# To-do list
[a] Reproduce the passage of the Cheltenham feature starting with "Right now, inside" and going on through "just that time.".
[b] According to the Cheltenham feature, how long has Ian Haines been teaching?

# Document passage

+ + + +

Feature: Is It Just Us, Or Are Kids Getting Really Stupid?
She wishes more Cheltenham students would come to activities like football games. “They give you a chance to be more social, to get to know everyone,” she says wistfully. “Right now there are small groups of friends, but they don’t really intermingle.” She’s working on a plan to have student-council members sit and talk with the loners in the cafeteria, the kids who sit by themselves with their hoodies pulled over their faces. Ally is all about old-fashioned one-on-one connection. Her dream school, the one she’s trying to make, would be “like a family.”
Right now, inside the stand, the representatives of Cheltenham’s student council really are like a family — a modern-day family. Danielle’s on her cell phone. Quadirah is tapping out a text; Eva’s checking if she has one. So is Kareek. They’re all operating under the watchful gazes of Ian Haines, a special-education teacher who oversees the student council, and Dean Rosencranz, a math teacher, who helps. Haines has only been teaching for six years, but he’s seen a difference in kids in just that time.
“It’s not only that their attention span is shorter,” he says. “The feedback span is shorter, too. If you ask a question and give time for the class to answer, they get restless. They’re used to getting everything at a click.” He watches Kareek work his phone. “You can’t have conversations with kids anymore. They don’t have conversations. If they have something important to say, they text-message it.”
Eva, also curly-haired — black, not blond — is Cheltenham’s sophomore class president. “I’m really into leadership, and so is my family,” she says. “I love this school so much! From the first day, I loved it!” She spends three or four hours a day on the computer: “Just Facebook for me. MySpace is totally dead.”

+ + + +

# Listed entries
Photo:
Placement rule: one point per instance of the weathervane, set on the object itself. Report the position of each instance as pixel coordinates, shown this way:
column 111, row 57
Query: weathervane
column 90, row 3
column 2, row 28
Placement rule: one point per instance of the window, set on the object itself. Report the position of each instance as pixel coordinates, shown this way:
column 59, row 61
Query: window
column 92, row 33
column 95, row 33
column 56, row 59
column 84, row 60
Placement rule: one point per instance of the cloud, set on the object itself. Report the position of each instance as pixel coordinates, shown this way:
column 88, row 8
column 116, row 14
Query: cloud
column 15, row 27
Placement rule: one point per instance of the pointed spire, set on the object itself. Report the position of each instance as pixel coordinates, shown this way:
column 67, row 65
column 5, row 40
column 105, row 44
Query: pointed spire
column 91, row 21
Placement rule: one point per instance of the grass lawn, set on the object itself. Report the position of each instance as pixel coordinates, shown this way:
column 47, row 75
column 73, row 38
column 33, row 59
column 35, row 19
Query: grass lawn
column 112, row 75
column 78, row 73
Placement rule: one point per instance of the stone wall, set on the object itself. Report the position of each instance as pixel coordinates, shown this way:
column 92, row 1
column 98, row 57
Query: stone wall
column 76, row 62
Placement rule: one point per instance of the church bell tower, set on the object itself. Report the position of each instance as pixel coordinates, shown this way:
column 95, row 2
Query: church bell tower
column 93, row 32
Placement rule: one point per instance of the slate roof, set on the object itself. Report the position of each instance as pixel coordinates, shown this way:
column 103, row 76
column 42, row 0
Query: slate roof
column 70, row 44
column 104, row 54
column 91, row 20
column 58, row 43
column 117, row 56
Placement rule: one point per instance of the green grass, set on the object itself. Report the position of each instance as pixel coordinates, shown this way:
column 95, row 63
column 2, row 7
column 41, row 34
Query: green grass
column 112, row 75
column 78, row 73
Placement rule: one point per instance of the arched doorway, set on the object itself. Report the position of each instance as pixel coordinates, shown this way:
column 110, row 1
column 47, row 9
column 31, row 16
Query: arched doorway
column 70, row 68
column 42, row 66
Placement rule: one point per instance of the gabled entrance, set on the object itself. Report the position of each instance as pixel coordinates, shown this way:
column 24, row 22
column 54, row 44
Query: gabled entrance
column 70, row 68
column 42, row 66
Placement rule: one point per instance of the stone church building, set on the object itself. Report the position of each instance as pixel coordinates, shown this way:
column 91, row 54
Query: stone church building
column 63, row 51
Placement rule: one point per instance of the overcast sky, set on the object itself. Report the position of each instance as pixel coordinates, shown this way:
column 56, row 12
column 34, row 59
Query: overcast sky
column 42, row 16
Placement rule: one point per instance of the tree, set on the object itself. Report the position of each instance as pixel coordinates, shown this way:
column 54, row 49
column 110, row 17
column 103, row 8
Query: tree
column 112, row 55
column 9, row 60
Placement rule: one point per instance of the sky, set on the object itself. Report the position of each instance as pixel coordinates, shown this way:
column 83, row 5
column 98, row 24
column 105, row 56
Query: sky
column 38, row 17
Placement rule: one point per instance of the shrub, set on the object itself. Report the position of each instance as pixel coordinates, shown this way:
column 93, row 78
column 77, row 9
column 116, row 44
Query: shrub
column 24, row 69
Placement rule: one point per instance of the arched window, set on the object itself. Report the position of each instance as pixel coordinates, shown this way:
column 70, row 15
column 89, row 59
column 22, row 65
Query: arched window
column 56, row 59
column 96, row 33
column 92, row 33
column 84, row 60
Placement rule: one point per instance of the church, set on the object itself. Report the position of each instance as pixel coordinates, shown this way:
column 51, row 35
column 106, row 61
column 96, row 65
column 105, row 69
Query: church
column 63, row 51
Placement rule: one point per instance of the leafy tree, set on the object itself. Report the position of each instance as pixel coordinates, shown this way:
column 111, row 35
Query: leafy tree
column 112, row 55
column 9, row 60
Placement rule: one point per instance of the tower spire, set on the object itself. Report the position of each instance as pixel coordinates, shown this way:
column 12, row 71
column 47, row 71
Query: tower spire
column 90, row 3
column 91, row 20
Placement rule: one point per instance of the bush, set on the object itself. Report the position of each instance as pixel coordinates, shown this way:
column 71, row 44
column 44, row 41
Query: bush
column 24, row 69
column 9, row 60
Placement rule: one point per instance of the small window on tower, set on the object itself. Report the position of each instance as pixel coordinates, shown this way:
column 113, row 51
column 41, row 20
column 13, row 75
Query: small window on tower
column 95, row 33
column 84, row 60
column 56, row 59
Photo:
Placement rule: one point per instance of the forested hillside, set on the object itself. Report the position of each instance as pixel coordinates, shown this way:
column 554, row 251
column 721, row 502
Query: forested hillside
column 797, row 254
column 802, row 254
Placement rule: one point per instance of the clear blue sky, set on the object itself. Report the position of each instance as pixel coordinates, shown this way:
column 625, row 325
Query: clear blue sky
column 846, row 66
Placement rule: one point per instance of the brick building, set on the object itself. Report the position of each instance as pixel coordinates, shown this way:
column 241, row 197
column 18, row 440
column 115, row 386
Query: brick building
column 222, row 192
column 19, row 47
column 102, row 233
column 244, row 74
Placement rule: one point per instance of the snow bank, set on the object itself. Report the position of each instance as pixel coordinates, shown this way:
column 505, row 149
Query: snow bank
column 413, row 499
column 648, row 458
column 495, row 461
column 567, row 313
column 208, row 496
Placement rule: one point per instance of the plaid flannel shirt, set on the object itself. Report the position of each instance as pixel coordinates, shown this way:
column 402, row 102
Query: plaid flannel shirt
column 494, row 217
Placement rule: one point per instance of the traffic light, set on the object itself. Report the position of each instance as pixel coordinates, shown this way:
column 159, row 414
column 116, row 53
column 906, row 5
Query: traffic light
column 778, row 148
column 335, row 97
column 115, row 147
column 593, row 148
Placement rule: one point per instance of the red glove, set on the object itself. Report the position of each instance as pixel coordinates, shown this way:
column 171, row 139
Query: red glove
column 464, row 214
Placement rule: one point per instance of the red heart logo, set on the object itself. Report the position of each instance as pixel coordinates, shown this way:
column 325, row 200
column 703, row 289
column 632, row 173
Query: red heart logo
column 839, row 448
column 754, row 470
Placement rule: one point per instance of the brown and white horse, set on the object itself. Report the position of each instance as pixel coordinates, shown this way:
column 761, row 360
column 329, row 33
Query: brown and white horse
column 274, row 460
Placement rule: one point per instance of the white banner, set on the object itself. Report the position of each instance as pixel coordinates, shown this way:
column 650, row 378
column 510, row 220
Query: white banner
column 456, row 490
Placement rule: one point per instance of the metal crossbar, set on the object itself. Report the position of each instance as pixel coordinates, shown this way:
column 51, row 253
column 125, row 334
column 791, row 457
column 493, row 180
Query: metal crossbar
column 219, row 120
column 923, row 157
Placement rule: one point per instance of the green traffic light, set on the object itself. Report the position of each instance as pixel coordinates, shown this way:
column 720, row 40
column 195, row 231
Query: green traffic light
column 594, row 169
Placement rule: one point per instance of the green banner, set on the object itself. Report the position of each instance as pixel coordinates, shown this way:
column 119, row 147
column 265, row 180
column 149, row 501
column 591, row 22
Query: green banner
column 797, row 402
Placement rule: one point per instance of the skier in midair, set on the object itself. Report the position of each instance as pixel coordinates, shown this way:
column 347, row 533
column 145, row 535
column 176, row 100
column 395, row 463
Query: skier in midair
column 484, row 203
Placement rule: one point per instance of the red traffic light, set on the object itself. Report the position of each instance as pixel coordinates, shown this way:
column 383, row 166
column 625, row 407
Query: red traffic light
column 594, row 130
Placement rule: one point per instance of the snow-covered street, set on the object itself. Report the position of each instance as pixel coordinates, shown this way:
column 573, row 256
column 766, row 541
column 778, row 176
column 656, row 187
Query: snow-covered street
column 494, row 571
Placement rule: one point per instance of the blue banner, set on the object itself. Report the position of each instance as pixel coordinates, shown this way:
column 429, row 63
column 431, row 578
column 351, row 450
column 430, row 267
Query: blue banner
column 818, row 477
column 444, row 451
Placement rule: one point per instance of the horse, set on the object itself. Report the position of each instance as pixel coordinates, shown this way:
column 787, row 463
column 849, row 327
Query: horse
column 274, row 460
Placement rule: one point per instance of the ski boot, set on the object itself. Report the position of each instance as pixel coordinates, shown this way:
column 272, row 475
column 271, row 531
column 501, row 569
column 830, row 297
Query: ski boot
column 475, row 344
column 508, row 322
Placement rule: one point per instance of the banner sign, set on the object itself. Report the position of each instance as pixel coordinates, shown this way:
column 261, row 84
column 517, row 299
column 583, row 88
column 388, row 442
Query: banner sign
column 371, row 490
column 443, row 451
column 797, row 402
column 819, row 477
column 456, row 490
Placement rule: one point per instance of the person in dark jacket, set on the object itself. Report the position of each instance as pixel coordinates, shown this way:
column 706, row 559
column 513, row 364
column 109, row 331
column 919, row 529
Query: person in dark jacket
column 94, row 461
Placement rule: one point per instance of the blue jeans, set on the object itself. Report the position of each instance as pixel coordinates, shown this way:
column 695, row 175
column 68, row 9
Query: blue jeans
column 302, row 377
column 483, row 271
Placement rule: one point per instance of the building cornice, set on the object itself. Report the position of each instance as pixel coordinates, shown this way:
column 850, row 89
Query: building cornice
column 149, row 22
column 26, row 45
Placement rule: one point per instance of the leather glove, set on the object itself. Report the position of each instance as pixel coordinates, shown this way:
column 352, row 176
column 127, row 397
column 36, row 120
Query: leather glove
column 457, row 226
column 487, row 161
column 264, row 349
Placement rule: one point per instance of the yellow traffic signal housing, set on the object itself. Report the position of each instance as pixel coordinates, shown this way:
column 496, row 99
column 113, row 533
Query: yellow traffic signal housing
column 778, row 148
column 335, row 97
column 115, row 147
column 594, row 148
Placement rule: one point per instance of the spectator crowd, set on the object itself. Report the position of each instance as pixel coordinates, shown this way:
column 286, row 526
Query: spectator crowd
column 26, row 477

+ + + +

# Answer set
[a]
Right now, inside the stand, the representatives of Cheltenham’s student council really are like a family — a modern-day family. Danielle’s on her cell phone. Quadirah is tapping out a text; Eva’s checking if she has one. So is Kareek. They’re all operating under the watchful gazes of Ian Haines, a special-education teacher who oversees the student council, and Dean Rosencranz, a math teacher, who helps. Haines has only been teaching for six years, but he’s seen a difference in kids in just that time.

[b] Six years.